On point two, the logic isn’t that hard to fathom. If you don’t have to consume so much oil at home, at severely subsidized rates, then you have more to sell abroad. In turn, you earn more capital abroad to invest at home. Same logic applies to Iran’s cutting edge geothermal and wind power programs.
5. The “Grand Bargain” Potential

“Direct negotiations between Iran and the United States are needed as soon as possible….
If the United States agrees to talks, Iran has suggested it is prepared to put all outstanding issues on the table: its nuclear program, US concerns about Iran’s support of Hezbollah and Islamic Jihad, Iran’s concern about regional security, and cooperation against global terrorism, in return for US lifting unilateral sanctions, and its agreement to refrain from destabilizing the Islamic Republic of Iran….
If the United States and Iran can resolve the near-term issue of uranium enrichment, the opportunities for expanded connections and a constructive, cooperative long-term relationship that could lead to the resolution of other issues of regional and global concern would improve exponentially.”

This is the grand bargain that reportedly has been on or under the table for several years It’s also the same “grand barbain” that Secretary of Rice has so emphatically denied that the US does not seek.
Why not?

■ **Data under study**
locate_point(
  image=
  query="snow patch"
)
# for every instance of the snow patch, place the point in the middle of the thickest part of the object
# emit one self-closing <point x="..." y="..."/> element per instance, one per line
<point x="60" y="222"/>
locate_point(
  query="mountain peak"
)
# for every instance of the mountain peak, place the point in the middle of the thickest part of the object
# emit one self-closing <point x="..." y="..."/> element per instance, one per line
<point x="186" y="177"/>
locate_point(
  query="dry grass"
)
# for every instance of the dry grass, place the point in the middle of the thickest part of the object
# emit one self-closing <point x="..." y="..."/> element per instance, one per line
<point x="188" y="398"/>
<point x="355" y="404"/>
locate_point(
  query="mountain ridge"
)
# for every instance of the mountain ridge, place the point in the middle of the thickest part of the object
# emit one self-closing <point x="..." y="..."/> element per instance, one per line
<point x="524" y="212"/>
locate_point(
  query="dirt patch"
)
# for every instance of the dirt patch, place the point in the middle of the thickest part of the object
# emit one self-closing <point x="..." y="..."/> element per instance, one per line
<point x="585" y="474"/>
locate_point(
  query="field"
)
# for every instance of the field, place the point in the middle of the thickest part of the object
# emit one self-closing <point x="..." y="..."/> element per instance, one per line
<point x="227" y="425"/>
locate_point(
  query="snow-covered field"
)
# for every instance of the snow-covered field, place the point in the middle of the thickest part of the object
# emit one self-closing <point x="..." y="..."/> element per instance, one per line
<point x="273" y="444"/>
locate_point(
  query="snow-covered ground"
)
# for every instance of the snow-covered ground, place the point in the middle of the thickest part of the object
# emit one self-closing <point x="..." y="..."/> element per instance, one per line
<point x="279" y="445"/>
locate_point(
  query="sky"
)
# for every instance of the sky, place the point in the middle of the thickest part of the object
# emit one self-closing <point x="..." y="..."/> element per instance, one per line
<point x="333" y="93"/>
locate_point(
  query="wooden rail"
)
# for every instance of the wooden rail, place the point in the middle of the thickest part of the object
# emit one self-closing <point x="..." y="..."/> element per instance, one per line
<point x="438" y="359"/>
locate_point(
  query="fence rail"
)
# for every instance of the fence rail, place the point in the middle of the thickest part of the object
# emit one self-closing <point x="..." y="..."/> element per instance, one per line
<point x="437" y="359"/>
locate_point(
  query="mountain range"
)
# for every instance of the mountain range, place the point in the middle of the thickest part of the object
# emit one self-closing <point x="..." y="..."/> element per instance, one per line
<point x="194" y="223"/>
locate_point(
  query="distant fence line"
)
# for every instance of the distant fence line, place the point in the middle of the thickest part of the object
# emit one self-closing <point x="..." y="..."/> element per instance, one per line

■ **Exercise tasks**
**A)** According to the text on a possible grand bargain between Iran and the United States, what would Iran want from the United States in return for putting all outstanding issues on the table?
**B)** Resume the text on a possible grand bargain between Iran and the United States, starting right after its final sentence.
The records have no connection to the text on a possible grand bargain between Iran and the United States.

■ **Exercise answers**
**A)** Iran would want the United States to lift its unilateral sanctions and to agree to refrain from destabilizing the Islamic Republic of Iran.

**B)**
What’s wrong with negotiating with Iran – about everything that matters to us, and to them? It seems to me that Rice has become a prisoner of her own rhetoric, particularly her lines about not wanting to do anything that might “legitimize” the Iranian regime – a curious stance for our country’s chief negotiator.
But one doesn’t have to be a hard-nosed political realist to realize that one can criticize the external and internal policies of one’s adversary while at the same time talking to that country.
They call it “diplomacy.”
Today, reports are again surfacing about the US and Iran talking about Iraq. Nice start.
Get on with it.

5 thoughts on “Understanding Iran’s Nuclear Policy (Ramazani)”

  1. Another fascinating news items of relevance here:
    http://www.nytimes.com/2006/11/05/world/middleeast/05iran.html?_r=1&oref=slogin
    Voices of the former leaders among the Iranian hostage takers – now among Iran’s leading symbols of regret and moderation. They’ll still tell you of of the “reasons” they took the hostages then – e.g., plausible fear that the US was going to put the Shah back on the throne in 1979, as they did in 1953. Yet those same student leaders are now among those calling for a different future.
    After the US elections, Jimmy Carter, pick up the phone. (I’d go with you, if it’d make any difference.)

  2. 4. Iran’s nuclear policy goals :
    Scott, what’s make you so sure these the goals of Iran nuclear policy?
    There are many argue Iran goals, spicily those Iran’s neighbours in the region they are so worry from real nuclear Iran policy and they quite believing Iran hid here goals of getting nuclear technology and power.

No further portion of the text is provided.